# Dear Mum & Dad



## Cornishaich (Oct 18, 2009)

Text of a letter from a kid from Eromanga to Mum and Dad. (For Those of you not in the know, Eromanga is a small town, west of Quilpie in the far south west of Queensland ) 

Dear Mum & Dad,

I am well. Hope youse are too. Tell me big brothers Doug and Phil that the Army is better than workin' on the farm - tell them to get in bloody quick smart before the jobs are all gone! I wuz a bit slow in settling down at first, because ya don't hafta get outta bed until 6am. But I like sleeping in now, cuz all ya gotta do before brekky is make ya bed and shine ya boots and clean ya uniform. No bloody cows to milk, no calves to feed, no feed to stack - nothin'!! Ya haz gotta shower though, but its not so bad, coz there's lotsa hot water and even a light to see what ya doing! 

At brekky ya get cereal, fruit and eggs but there's no kangaroo steaks or possum stew like wot Mum makes. You don't get fed again until noon and by that time all the city boys are buggered because we've been on a 'route march' - geez its only just like walking to the windmill in the back paddock!!

This one will kill me brothers Doug and Phil with laughter. I keep getting medals for shootin' - dunno why. The bullseye is as big as a bloody possum's bum and it don't move and it's not firing back at ya like the Johnsons did when our big scrubber bull got into their prize cows before the Ekka last year! All ya gotta do is make yourself comfortable and hit the target - it's a piece of ****!! You don't even load your own cartridges, they comes in little boxes, and ya don't have to steady yourself against the rollbar of the roo shooting truck when you reload!
- - - - -
REQUIRED TASKS:
A) Copy the Army letter word for word, between "At brekky ya" and "the back paddock!!", inclusive.
B) Pick up the Army letter after its last sentence and write what comes next.

Data entries:
- - - - -
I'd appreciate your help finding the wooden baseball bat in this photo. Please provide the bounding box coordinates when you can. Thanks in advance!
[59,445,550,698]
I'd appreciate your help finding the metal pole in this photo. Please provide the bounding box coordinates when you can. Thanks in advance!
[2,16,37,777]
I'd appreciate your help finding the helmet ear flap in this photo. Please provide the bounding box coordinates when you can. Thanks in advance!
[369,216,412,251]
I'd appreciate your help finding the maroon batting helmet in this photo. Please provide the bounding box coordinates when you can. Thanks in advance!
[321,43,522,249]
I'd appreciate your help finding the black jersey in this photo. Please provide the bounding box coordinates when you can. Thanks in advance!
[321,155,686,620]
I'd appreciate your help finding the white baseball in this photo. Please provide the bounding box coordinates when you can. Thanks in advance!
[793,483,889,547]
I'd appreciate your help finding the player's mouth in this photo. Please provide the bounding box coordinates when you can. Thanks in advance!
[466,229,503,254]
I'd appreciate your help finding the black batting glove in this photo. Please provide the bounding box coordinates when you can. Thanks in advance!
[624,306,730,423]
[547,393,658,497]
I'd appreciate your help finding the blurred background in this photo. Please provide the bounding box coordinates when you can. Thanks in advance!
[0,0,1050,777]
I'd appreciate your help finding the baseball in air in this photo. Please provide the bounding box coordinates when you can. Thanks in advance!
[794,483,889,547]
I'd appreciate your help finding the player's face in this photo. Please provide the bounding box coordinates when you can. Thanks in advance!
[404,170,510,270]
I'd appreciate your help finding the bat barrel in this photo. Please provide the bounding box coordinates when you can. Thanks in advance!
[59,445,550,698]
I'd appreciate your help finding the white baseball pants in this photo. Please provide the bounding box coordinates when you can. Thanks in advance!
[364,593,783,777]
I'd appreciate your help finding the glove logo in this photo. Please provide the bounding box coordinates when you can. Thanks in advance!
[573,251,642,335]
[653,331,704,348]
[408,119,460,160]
- - - - -
RESPONSES PER TASK:
A)
At brekky ya get cereal, fruit and eggs but there's no kangaroo steaks or possum stew like wot Mum makes. You don't get fed again until noon and by that time all the city boys are buggered because we've been on a 'route march' - geez its only just like walking to the windmill in the back paddock!!

B)
Sometimes ya gotta wrestle with the city boys and I gotta be real careful coz they break easy - it's not like fighting with Doug and Phil and Jack and Boori and Steve and Muzza all at once like we do at home after the muster.
Turns out I'm not a bad boxer either and it looks like I'm the best the platoon's got, and I've only been beaten by this one bloke from the Engineers - he's 6 foot 5 and 15 stone and three pick handles across the shoulders and as ya know I'm only 5 foot 7 and eight stone wringin' wet, but I fought him till the other blokes carried me off to the boozer.

I can't complain about the Army - tell the boys to get in quick before word gets around how bloody good it is.

Your loving daughter,

Sheila


----------



## aultymer (Jun 20, 2006)

Many thanks for that - I have been looking for a copy ever since my son married an Aussie gurl.


----------



## 100127 (Jul 20, 2006)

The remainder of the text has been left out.